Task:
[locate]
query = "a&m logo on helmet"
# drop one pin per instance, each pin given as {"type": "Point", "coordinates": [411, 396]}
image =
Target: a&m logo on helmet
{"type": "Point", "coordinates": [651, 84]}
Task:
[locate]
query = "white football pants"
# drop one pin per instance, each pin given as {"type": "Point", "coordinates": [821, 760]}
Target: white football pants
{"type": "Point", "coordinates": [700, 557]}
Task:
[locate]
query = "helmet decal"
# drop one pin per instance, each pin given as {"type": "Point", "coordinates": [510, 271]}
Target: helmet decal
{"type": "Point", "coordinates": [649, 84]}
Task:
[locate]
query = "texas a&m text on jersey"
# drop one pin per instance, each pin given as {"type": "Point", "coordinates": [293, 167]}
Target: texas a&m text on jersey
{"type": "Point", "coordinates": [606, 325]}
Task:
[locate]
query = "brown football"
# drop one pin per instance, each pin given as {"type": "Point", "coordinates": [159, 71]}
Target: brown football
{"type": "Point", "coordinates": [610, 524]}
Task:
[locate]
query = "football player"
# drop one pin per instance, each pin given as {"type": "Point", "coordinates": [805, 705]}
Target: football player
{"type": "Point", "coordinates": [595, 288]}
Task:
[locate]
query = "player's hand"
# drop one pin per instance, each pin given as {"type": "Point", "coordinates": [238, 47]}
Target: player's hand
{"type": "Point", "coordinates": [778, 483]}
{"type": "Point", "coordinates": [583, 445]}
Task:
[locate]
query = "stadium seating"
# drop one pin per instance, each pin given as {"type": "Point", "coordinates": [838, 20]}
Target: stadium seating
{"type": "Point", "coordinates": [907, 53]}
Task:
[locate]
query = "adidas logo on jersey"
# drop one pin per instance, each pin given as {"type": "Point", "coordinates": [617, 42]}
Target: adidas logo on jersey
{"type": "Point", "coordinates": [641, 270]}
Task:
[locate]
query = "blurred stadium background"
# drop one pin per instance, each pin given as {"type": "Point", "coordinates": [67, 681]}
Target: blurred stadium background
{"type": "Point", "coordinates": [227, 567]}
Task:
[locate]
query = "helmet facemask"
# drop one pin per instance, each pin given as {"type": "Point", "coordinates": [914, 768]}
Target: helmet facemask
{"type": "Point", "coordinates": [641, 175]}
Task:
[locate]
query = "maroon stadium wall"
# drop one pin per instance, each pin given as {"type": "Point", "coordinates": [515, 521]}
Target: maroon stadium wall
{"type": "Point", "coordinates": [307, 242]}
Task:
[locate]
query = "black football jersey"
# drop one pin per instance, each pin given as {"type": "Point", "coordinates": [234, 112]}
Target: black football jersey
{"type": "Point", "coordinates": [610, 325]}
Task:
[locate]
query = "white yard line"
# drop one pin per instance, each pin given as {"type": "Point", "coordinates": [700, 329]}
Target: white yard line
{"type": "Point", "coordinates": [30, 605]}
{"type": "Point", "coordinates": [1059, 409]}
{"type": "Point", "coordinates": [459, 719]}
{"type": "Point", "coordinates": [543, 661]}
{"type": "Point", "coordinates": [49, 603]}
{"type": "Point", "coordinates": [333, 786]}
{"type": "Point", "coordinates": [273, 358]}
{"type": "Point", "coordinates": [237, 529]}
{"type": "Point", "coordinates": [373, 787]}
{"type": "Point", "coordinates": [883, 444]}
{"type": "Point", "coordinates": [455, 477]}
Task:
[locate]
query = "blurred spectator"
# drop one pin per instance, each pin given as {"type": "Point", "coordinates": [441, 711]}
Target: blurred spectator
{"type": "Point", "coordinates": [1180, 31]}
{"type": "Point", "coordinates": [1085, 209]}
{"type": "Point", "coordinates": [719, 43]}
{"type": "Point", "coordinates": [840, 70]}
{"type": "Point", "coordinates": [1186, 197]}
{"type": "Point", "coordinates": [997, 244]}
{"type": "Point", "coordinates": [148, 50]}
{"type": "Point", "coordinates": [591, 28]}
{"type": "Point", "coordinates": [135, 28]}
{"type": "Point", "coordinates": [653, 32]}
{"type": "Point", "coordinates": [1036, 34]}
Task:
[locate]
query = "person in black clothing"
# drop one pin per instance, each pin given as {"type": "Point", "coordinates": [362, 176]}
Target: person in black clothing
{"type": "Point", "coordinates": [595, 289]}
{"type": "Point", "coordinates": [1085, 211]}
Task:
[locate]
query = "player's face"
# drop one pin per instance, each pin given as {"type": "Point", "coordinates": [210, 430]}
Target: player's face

======

*Aim*: Repeat the data above exactly.

*Response to this task*:
Task:
[locate]
query = "a&m logo on helmet"
# drop one pin per instance, each pin given as {"type": "Point", "coordinates": [411, 396]}
image =
Target: a&m logo on helmet
{"type": "Point", "coordinates": [651, 84]}
Task:
[locate]
query = "white football pants"
# drop one pin per instance, each pin given as {"type": "Point", "coordinates": [821, 760]}
Target: white football pants
{"type": "Point", "coordinates": [700, 557]}
Task:
[locate]
query = "helmet decal"
# drop one pin per instance, each pin given as {"type": "Point", "coordinates": [510, 271]}
Target: helmet decal
{"type": "Point", "coordinates": [649, 84]}
Task:
[locate]
query = "texas a&m text on jersey"
# drop one pin per instance, each pin given as {"type": "Point", "coordinates": [293, 167]}
Target: texas a&m text on jersey
{"type": "Point", "coordinates": [606, 325]}
Task:
[locate]
query = "brown football"
# drop one pin per instance, each pin given as {"type": "Point", "coordinates": [159, 71]}
Target: brown football
{"type": "Point", "coordinates": [610, 524]}
Task:
[locate]
query = "football player"
# drop one pin per instance, each pin given as {"type": "Point", "coordinates": [805, 705]}
Target: football player
{"type": "Point", "coordinates": [595, 288]}
Task:
[locate]
query = "player's hand"
# drop one pin per instance, each pin given as {"type": "Point", "coordinates": [238, 47]}
Target: player's hand
{"type": "Point", "coordinates": [778, 483]}
{"type": "Point", "coordinates": [583, 445]}
Task:
[locate]
query = "stadium seating"
# drop one pin per instance, each pin given as {"type": "Point", "coordinates": [838, 20]}
Target: stadium seating
{"type": "Point", "coordinates": [907, 53]}
Task:
[locate]
query = "adidas logo on jersey"
# drop one pin per instance, each pin given as {"type": "Point", "coordinates": [617, 42]}
Target: adidas logo on jersey
{"type": "Point", "coordinates": [641, 270]}
Task:
[locate]
query = "blurred stadium background"
# drop one pin per instance, each pin given as {"type": "Point", "coordinates": [67, 681]}
Target: blurred stadium background
{"type": "Point", "coordinates": [227, 567]}
Task:
[locate]
query = "helmet facemask"
# drop one pin per instance, each pin given as {"type": "Point", "coordinates": [914, 768]}
Target: helmet facemask
{"type": "Point", "coordinates": [641, 175]}
Task:
[locate]
query = "maroon stadium wall"
# drop one pin per instance, each pin given as {"type": "Point", "coordinates": [515, 521]}
Target: maroon stadium wall
{"type": "Point", "coordinates": [307, 242]}
Task:
[locate]
query = "black football jersey"
# drop one pin per instance, each pin given as {"type": "Point", "coordinates": [234, 112]}
Target: black football jersey
{"type": "Point", "coordinates": [610, 325]}
Task:
[locate]
query = "white yard line"
# drop one pin per instance, each pin given as {"type": "Point", "coordinates": [700, 329]}
Target: white yard line
{"type": "Point", "coordinates": [30, 605]}
{"type": "Point", "coordinates": [1059, 409]}
{"type": "Point", "coordinates": [459, 719]}
{"type": "Point", "coordinates": [543, 661]}
{"type": "Point", "coordinates": [49, 603]}
{"type": "Point", "coordinates": [333, 786]}
{"type": "Point", "coordinates": [273, 358]}
{"type": "Point", "coordinates": [237, 529]}
{"type": "Point", "coordinates": [373, 787]}
{"type": "Point", "coordinates": [883, 444]}
{"type": "Point", "coordinates": [455, 477]}
Task:
[locate]
query = "blurred spectator"
# drop one pin per instance, each pin given as {"type": "Point", "coordinates": [441, 711]}
Target: blurred spectator
{"type": "Point", "coordinates": [1180, 31]}
{"type": "Point", "coordinates": [1085, 209]}
{"type": "Point", "coordinates": [719, 43]}
{"type": "Point", "coordinates": [840, 70]}
{"type": "Point", "coordinates": [1186, 197]}
{"type": "Point", "coordinates": [997, 244]}
{"type": "Point", "coordinates": [148, 50]}
{"type": "Point", "coordinates": [591, 28]}
{"type": "Point", "coordinates": [135, 28]}
{"type": "Point", "coordinates": [653, 32]}
{"type": "Point", "coordinates": [1036, 34]}
Task:
[locate]
query = "person in black clothing"
# drop one pin per instance, each pin given as {"type": "Point", "coordinates": [362, 176]}
Target: person in black clothing
{"type": "Point", "coordinates": [595, 289]}
{"type": "Point", "coordinates": [1085, 211]}
Task:
[locate]
query = "player's face"
# drop one pin per instance, each pin given as {"type": "Point", "coordinates": [210, 430]}
Target: player's face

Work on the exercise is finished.